#### Что требуется
Пожалуйста, замените «keypoint» на «marker» в строках материала от самого начала до строки с «[[224, 220]]» включительно и перепишите эти строки, оставив всё остальное без изменений.

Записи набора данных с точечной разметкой
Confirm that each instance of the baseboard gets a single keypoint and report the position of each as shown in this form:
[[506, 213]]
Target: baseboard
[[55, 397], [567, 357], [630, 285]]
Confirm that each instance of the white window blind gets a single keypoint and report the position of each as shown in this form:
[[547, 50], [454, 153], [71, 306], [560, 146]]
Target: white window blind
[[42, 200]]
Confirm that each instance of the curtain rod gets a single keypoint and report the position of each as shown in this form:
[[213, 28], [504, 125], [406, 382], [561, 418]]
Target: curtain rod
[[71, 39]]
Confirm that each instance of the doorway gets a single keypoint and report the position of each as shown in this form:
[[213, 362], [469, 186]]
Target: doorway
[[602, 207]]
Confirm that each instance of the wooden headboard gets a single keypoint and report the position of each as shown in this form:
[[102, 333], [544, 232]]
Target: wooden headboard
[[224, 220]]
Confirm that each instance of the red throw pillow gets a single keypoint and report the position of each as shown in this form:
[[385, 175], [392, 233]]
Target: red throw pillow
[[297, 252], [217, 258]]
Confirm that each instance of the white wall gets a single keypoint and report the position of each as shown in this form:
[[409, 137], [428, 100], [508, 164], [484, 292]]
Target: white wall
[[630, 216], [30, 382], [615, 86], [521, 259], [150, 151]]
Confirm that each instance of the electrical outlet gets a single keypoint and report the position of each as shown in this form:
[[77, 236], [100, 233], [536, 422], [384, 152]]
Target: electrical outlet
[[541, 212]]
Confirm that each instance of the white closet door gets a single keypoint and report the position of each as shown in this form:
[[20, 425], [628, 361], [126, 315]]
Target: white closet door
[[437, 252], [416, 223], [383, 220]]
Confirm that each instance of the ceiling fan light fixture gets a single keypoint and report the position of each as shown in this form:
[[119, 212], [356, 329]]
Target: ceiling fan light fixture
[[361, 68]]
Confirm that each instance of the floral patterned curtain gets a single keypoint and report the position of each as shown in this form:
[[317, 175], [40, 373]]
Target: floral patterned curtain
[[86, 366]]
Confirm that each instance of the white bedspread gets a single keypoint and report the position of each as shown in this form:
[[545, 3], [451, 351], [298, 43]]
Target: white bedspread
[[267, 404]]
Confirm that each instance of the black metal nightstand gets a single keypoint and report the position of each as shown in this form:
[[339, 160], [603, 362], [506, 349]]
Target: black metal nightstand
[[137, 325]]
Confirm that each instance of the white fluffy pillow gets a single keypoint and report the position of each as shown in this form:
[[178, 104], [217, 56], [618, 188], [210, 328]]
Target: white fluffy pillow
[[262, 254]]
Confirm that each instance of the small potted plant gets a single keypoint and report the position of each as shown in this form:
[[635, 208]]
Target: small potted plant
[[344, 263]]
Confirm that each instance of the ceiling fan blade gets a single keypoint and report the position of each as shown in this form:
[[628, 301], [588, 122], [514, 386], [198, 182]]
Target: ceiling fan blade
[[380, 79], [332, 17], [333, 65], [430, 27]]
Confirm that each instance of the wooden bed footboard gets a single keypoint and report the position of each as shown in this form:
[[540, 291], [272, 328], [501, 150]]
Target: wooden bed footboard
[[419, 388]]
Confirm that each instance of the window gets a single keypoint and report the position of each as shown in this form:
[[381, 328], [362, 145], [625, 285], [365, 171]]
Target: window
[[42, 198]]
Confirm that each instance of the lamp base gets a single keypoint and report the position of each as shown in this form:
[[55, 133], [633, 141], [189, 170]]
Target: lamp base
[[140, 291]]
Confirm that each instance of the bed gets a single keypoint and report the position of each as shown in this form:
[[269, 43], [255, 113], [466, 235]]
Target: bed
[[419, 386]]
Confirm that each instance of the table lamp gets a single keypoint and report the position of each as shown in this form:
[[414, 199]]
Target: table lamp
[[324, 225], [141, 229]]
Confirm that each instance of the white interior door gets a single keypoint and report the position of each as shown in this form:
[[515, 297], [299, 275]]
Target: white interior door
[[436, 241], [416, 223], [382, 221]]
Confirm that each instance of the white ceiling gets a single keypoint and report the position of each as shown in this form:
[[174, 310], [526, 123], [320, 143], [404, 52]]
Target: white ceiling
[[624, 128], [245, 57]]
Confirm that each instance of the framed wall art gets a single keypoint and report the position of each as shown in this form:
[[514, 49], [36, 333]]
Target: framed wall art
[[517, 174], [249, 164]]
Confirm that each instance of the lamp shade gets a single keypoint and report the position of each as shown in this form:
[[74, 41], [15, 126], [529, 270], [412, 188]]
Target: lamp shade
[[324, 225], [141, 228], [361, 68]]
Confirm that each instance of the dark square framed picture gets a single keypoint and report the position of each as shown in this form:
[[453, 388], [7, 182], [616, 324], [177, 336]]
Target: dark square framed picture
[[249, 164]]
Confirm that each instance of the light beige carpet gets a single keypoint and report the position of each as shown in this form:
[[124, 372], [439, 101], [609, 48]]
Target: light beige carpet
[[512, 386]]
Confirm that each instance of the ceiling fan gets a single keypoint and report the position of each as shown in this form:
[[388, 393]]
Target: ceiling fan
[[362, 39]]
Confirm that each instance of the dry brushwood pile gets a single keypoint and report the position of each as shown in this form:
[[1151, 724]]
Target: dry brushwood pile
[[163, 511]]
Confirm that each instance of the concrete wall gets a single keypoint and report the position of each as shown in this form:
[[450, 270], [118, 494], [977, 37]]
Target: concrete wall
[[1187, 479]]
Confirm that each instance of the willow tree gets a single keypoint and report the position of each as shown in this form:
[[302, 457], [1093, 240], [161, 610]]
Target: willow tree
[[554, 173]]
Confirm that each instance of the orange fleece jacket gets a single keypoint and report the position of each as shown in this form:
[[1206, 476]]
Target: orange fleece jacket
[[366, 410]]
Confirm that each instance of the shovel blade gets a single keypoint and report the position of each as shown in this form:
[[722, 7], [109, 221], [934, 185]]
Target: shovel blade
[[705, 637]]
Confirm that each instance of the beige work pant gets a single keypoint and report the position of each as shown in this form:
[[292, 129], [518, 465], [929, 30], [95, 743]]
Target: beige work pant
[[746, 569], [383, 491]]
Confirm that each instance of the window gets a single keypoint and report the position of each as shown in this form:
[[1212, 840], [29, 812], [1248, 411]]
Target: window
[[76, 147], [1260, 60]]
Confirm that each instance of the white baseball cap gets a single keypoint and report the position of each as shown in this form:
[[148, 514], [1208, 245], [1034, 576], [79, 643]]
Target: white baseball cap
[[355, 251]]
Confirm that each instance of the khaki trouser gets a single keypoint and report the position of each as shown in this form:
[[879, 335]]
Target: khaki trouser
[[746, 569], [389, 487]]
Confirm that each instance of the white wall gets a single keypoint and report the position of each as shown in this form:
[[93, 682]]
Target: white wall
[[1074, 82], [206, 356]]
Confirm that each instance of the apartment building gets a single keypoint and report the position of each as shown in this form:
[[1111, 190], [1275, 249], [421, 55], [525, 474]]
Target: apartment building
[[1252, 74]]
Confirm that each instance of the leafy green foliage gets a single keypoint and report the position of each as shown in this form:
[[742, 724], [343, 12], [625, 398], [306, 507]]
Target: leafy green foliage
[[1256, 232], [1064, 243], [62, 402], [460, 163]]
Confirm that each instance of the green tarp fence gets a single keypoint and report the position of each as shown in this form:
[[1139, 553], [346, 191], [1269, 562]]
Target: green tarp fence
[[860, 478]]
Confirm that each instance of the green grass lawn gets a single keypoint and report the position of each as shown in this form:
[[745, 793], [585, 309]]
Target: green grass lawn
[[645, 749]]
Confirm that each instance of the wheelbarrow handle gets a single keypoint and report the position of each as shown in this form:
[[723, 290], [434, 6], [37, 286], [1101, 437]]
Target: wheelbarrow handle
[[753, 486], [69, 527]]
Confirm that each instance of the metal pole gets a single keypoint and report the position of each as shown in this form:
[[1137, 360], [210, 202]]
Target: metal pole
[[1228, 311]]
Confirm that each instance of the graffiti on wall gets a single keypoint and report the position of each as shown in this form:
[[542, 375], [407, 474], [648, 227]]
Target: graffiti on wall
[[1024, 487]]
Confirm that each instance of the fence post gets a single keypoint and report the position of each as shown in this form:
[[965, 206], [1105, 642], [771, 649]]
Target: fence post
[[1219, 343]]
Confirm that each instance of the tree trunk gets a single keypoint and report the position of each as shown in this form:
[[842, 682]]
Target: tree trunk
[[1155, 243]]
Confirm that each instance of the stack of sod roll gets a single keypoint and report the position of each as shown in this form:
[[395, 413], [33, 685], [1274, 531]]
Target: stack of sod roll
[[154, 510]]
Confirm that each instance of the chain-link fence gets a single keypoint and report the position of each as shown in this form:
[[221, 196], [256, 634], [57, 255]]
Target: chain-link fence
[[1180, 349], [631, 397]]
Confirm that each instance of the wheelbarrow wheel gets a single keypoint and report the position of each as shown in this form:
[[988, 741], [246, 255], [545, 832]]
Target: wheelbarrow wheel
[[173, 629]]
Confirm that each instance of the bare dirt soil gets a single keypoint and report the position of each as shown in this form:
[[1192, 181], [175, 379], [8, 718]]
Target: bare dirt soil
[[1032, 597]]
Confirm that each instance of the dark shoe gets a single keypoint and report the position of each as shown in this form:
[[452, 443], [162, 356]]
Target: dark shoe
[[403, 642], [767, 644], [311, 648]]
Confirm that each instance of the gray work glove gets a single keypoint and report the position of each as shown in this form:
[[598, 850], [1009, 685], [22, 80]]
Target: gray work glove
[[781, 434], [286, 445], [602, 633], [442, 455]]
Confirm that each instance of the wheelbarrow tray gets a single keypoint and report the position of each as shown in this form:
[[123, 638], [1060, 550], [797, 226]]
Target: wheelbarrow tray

#### Верный результат
Confirm that each instance of the baseboard gets a single marker and report the position of each as shown in this form:
[[506, 213]]
Target: baseboard
[[55, 397], [567, 357], [630, 285]]
Confirm that each instance of the white window blind gets a single marker and report the position of each as shown in this form:
[[547, 50], [454, 153], [71, 306], [560, 146]]
Target: white window blind
[[42, 200]]
Confirm that each instance of the curtain rod gets a single marker and report the position of each as shown in this form:
[[213, 28], [504, 125], [406, 382], [561, 418]]
Target: curtain rod
[[71, 39]]
Confirm that each instance of the doorway gets a single marker and report the position of each as shown in this form:
[[213, 362], [469, 186]]
Target: doorway
[[602, 207]]
Confirm that each instance of the wooden headboard gets a single marker and report the position of each as shown in this form:
[[102, 333], [544, 232]]
Target: wooden headboard
[[224, 220]]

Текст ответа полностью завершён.